:: RECORDS SHOWN

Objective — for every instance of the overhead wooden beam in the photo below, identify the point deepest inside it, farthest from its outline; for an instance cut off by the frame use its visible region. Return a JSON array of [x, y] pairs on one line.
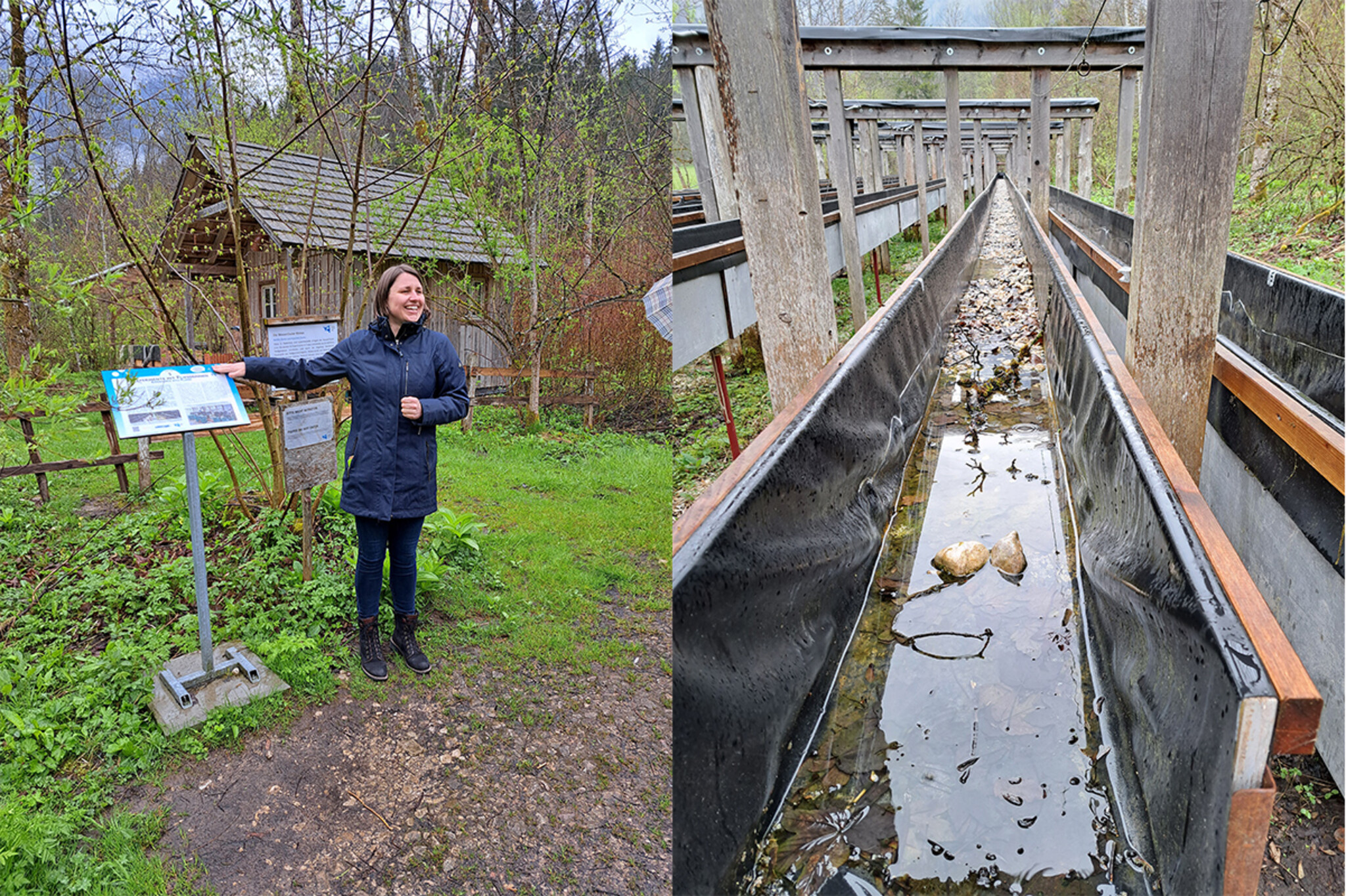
[[928, 49], [1193, 96], [772, 150], [843, 178], [716, 151]]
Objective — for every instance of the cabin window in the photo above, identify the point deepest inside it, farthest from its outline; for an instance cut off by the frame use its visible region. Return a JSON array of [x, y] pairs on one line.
[[268, 300]]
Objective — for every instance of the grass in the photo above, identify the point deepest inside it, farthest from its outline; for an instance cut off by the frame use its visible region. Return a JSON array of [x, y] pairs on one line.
[[571, 520]]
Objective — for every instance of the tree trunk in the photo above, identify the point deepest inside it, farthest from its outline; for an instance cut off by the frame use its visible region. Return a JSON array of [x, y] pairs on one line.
[[1266, 122], [14, 198], [535, 344]]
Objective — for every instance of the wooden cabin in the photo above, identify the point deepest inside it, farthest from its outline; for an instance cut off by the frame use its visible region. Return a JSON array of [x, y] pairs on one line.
[[295, 223]]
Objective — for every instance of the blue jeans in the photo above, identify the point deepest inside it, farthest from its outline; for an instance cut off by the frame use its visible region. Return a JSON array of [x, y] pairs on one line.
[[398, 539]]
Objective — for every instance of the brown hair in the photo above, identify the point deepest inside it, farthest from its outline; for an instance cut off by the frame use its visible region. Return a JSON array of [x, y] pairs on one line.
[[385, 286]]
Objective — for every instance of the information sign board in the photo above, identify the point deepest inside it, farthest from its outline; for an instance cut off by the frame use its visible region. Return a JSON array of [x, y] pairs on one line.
[[302, 340], [310, 443], [152, 401]]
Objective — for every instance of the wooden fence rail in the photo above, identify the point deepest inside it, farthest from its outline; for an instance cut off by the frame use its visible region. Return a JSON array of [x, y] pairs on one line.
[[39, 468]]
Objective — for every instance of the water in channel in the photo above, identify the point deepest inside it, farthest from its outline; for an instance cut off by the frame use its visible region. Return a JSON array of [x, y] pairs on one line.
[[963, 750]]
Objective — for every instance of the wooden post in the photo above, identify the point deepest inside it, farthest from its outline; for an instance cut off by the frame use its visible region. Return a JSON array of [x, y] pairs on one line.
[[1126, 114], [760, 70], [143, 478], [874, 183], [471, 393], [1193, 95], [26, 426], [1021, 156], [306, 499], [979, 159], [1086, 158], [1068, 139], [696, 136], [954, 143], [922, 206], [1041, 146], [843, 175], [589, 389], [115, 445], [716, 151]]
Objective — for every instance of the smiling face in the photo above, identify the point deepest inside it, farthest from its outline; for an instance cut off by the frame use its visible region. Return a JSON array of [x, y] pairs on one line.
[[406, 300]]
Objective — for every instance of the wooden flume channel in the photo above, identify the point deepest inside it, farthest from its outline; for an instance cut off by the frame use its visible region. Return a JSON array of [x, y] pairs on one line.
[[1298, 703]]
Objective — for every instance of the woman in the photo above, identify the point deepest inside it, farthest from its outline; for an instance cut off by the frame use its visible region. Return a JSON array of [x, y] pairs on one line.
[[404, 381]]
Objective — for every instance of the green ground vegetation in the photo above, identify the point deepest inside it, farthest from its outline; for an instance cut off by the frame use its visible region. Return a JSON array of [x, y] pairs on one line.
[[539, 525], [1288, 229]]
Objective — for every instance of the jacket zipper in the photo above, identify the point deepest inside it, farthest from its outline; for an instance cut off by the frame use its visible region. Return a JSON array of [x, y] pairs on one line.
[[407, 370]]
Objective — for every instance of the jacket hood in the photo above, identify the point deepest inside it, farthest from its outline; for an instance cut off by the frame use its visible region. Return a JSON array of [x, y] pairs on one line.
[[379, 326]]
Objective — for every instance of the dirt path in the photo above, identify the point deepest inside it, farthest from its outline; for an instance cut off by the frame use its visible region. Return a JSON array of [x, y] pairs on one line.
[[540, 782]]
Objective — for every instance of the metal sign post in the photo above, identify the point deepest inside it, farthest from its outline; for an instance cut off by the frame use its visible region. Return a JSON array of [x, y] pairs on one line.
[[233, 657]]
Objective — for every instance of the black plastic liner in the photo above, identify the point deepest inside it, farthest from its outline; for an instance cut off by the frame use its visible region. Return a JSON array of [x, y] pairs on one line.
[[1297, 328], [768, 590], [1311, 502], [1169, 653]]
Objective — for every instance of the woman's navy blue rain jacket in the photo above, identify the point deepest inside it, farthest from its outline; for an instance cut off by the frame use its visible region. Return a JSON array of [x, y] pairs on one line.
[[389, 470]]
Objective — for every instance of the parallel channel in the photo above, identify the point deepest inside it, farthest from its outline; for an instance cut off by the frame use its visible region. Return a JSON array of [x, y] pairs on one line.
[[963, 750]]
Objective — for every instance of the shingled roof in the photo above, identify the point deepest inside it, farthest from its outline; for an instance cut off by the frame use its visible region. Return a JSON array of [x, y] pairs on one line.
[[300, 200]]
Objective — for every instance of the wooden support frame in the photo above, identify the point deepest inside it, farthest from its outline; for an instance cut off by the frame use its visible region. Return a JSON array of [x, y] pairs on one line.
[[843, 178], [927, 49], [1299, 704], [1192, 105], [1126, 125]]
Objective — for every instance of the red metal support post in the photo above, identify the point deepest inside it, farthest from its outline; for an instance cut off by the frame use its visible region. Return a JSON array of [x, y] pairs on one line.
[[724, 403]]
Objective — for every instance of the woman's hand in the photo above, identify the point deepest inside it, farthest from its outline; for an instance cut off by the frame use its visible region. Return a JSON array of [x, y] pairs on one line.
[[235, 369]]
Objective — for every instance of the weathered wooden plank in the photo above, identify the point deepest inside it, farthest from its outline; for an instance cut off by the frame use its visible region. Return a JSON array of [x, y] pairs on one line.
[[1299, 702], [979, 159], [110, 431], [1249, 818], [843, 175], [1067, 142], [922, 205], [954, 120], [917, 49], [1184, 202], [1086, 158], [1311, 439], [772, 147], [57, 466], [716, 151], [724, 483], [1040, 146], [26, 426], [1126, 125]]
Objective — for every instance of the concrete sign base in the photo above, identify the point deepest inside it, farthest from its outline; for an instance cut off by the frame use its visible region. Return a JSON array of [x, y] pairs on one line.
[[231, 690]]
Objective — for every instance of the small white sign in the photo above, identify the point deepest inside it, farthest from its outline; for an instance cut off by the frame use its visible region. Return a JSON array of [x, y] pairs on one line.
[[307, 424], [302, 341]]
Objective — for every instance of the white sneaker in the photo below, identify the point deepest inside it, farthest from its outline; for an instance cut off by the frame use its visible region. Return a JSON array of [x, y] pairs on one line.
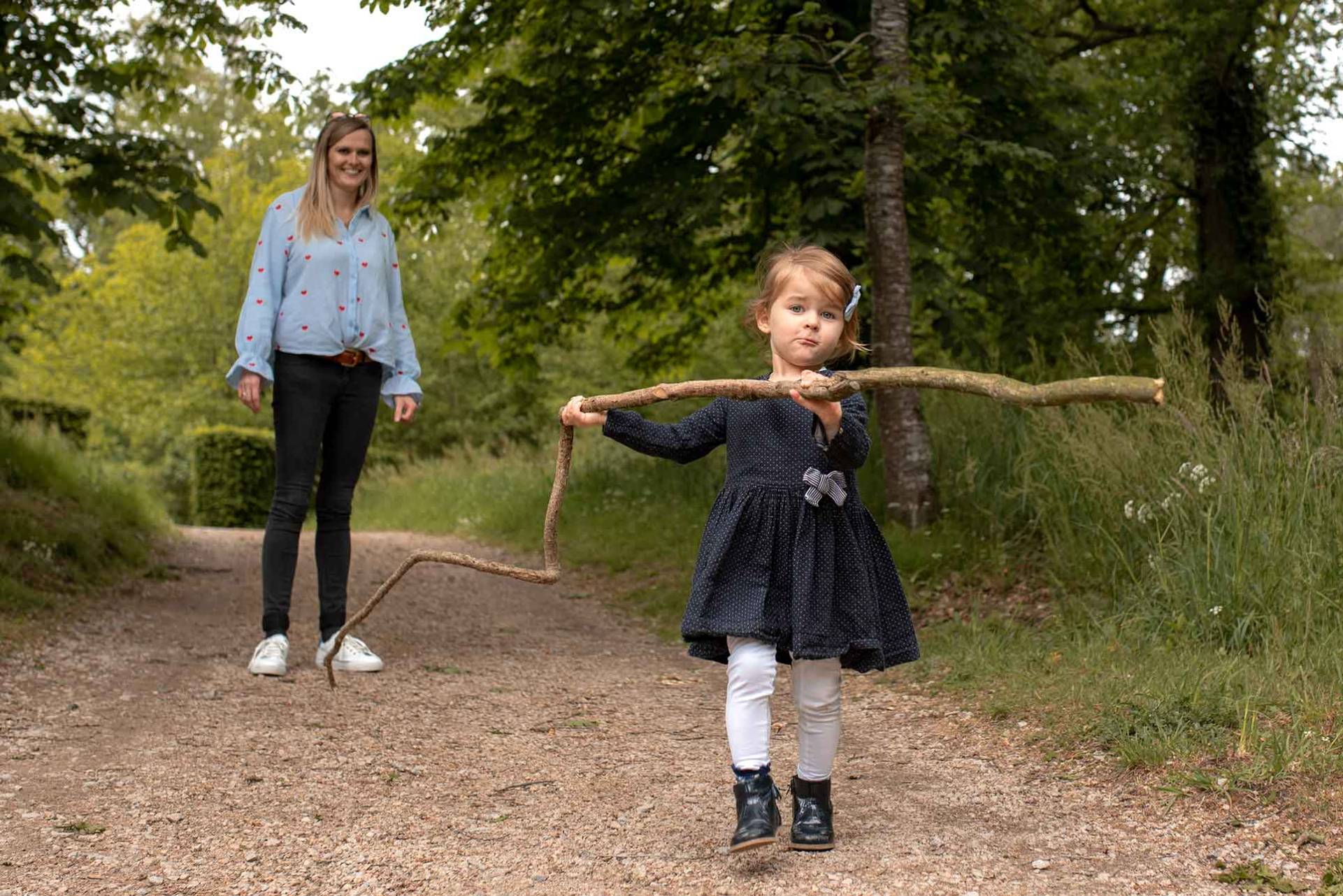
[[271, 657], [354, 656]]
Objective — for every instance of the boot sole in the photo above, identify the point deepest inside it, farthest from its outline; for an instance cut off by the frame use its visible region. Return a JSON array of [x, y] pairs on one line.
[[752, 844], [814, 848]]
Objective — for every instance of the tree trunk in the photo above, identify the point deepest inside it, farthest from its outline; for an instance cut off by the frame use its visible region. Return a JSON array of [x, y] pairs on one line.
[[911, 493], [1233, 208]]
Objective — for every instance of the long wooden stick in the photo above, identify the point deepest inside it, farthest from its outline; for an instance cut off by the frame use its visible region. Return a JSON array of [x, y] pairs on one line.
[[841, 384]]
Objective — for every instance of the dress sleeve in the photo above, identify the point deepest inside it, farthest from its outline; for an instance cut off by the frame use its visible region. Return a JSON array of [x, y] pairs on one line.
[[849, 448], [685, 441], [255, 336], [402, 378]]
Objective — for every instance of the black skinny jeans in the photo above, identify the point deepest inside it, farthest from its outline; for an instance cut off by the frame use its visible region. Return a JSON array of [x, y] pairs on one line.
[[320, 406]]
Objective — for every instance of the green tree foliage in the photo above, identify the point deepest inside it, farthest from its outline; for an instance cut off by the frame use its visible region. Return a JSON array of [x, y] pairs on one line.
[[66, 66], [633, 159], [1200, 103]]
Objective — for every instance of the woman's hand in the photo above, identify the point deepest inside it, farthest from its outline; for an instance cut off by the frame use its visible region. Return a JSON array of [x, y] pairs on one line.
[[249, 390], [405, 409], [828, 412], [571, 415]]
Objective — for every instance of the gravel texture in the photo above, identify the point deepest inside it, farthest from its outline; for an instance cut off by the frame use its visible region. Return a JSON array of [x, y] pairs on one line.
[[524, 739]]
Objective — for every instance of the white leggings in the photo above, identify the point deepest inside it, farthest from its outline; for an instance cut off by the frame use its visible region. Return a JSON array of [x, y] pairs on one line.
[[816, 688]]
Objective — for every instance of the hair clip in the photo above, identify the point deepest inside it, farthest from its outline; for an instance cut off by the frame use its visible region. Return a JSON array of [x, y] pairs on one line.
[[853, 301]]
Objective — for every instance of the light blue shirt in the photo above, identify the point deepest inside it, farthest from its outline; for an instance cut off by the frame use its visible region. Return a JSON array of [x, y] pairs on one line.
[[324, 296]]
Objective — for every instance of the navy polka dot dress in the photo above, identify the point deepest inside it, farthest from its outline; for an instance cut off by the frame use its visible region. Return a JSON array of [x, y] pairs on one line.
[[816, 581]]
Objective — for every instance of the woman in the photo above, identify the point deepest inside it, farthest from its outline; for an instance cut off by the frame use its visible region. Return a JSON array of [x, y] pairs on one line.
[[324, 323]]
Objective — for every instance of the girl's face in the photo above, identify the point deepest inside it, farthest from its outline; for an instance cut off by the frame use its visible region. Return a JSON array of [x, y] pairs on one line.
[[803, 321], [350, 160]]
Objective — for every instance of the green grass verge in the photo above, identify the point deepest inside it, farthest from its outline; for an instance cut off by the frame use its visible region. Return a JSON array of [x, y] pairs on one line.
[[66, 524], [1188, 558]]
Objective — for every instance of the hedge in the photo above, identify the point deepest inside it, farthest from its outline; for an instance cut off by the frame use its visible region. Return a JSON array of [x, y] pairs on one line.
[[73, 422], [233, 476]]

::::

WORK INSTRUCTIONS → Rename "hedge" to "shrub border" in the lines starting with the one that contains "Objective — for every instance of the green grass" and going on through the last line above, and write out only those lines with nothing else changed.

FINISHED TASK →
Objective — for every instance of the green grass verge in the photo above, identify the point deepest inside it, farthest from its outline; for an instance cut off by the frame use its visible region. Return a JSON array of [x, y] pairs on one line.
[[66, 524], [1188, 558]]
Objective — for every instance of the shrub border in the photo above, identify the point deepest inside it, farthest from its outline; for an instance cut off by the frame use its visible region. Return a JSON array of [x, y] pairs on one line.
[[73, 422], [233, 476]]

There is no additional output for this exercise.